= Beginning of Section =

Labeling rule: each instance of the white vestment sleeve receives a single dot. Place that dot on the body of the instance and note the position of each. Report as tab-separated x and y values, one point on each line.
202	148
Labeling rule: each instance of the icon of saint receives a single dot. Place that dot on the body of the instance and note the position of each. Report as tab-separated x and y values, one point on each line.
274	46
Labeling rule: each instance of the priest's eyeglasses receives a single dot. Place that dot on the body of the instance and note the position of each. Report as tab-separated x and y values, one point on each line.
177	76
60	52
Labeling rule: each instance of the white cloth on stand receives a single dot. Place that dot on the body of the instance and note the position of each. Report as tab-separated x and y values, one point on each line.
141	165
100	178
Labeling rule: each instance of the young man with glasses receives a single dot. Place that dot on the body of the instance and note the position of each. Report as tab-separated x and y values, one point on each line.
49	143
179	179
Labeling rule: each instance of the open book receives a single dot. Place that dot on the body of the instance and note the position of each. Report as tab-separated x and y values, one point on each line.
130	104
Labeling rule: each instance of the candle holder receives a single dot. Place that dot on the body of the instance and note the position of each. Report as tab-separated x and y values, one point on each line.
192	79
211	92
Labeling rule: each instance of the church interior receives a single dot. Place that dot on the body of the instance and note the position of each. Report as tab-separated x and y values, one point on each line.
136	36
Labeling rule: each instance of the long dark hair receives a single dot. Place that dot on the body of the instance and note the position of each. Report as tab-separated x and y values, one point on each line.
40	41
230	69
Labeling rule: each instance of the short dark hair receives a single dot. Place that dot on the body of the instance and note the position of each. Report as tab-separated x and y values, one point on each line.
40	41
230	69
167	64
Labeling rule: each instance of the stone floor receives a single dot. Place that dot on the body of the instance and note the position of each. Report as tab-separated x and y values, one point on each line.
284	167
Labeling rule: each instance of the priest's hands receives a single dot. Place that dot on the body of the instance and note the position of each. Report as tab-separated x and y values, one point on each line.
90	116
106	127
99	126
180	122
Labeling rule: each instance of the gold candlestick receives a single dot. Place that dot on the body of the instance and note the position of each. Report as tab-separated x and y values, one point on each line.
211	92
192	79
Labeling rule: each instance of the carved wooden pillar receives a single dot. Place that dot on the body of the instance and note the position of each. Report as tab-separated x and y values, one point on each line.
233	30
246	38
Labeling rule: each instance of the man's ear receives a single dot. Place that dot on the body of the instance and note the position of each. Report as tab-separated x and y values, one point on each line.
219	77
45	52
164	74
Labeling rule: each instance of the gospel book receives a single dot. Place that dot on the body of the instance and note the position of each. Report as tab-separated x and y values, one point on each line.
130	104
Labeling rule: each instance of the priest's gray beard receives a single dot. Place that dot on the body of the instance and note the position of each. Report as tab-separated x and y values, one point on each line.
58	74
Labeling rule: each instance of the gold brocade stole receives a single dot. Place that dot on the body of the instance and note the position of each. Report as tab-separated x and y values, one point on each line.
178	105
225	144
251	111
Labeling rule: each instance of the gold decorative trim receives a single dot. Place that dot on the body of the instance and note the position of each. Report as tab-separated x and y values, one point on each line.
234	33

= End of Section =

▸ **Instructions to follow**: Write the material above out in full, exactly as it reads.

▸ **Exercise result**:
Labeling rule: each instance of the white vestment sleeve receives a single dot. Place that dot on the body of the instance and note the position of each. Report as tab-separated x and y values, one point on each line.
202	148
Labeling rule: each instance of the icon of saint receives a single dot. Place that dot on the body of the instance and note the position of each. Report as tab-separated x and y values, one point on each line.
274	46
Labeling rule: each instance of the priest's eyeglasses receives a single dot. Place that dot on the body of the instance and note the position of each. Report as tab-separated x and y values, one point on each line.
177	76
60	52
Labeling rule: each instance of the white cloth on stand receives a single dot. Place that dot on the body of the instance and note the position of each. Report as tab-separated x and y values, one point on each line.
141	165
100	178
Labeling rule: each instance of the young man with glasses receives a single dot. Place that dot on the body of the instance and note the position of each. Report as tab-separated x and y values, one point on each line.
49	143
179	179
Labeling rule: each instance of the open book receives a single dot. Place that dot on the body of the instance and note the position of each. Report as tab-separated x and y values, one point on each line.
130	104
Labeling rule: each instance of the candle holder receives a single dot. Place that dot on the body of the instance and note the position of each. Report as tab-separated x and y values, one point on each line.
192	79
211	92
Labeling rule: each instance of the church interior receives a single dot. Place that dot on the body of the instance and note the position of each. Report as tab-separated x and y values, one point on each line.
136	36
Labeling rule: each instance of the long dark hair receives a single dot. Place that dot on the body of the instance and note the position of each. Report as tab-separated x and y values, one point on each line.
40	41
230	69
Labeling rule: each instance of the short dark hair receives a single dot. Place that dot on the body of the instance and note the position of each. Report as tab-separated x and y values, one point on each line.
40	41
230	69
167	64
Labeling rule: each instance of the stone floor receives a single dot. Place that dot on the body of the instance and note the position of each. Report as tab-separated x and y values, one point on each line.
284	167
Labeling rule: each instance of the priest's hands receives a single dot. Place that dot on the body of the instance and note the position of each. Report as tab-separated x and y values, one point on each line.
90	116
106	127
99	126
180	122
Labeling rule: each instance of the gold candlestick receives a single dot. Place that dot on the body of the instance and note the position of each. Report as tab-separated x and y values, one point on each line.
211	92
192	79
Labeling rule: each instance of the carved wooden pillar receives a single dot. Place that dot on the body of the instance and note the position of each. Report as tab-separated x and y values, one point on each line.
233	30
246	38
Labeling rule: each instance of the man's ear receives a single dot. Place that dot on the body of the instance and note the position of each. Report as tab-separated x and y values, one point on each line.
219	77
45	52
164	74
Labeling rule: each instance of the gospel book receives a single dot. Place that dot on the body of the instance and note the position of each. Report as tab-separated x and y values, one point on each line.
130	104
Labeling rule: each instance of the priest's gray beard receives a single dot. Place that dot on the body of the instance and note the position of each. Report as tab-separated x and y values, one point on each line.
58	74
Labeling rule: each instance of the gold brocade stole receives a single dot. Place that dot on the body of the instance and note the position of each. Report as tab-separated x and y values, one point on each line.
178	105
225	144
251	111
Labeling rule: each instance of the gold decorative trim receives a single dot. Place that dot on the body of the instance and note the position of each. Report as tab-separated x and y values, one point on each line.
234	33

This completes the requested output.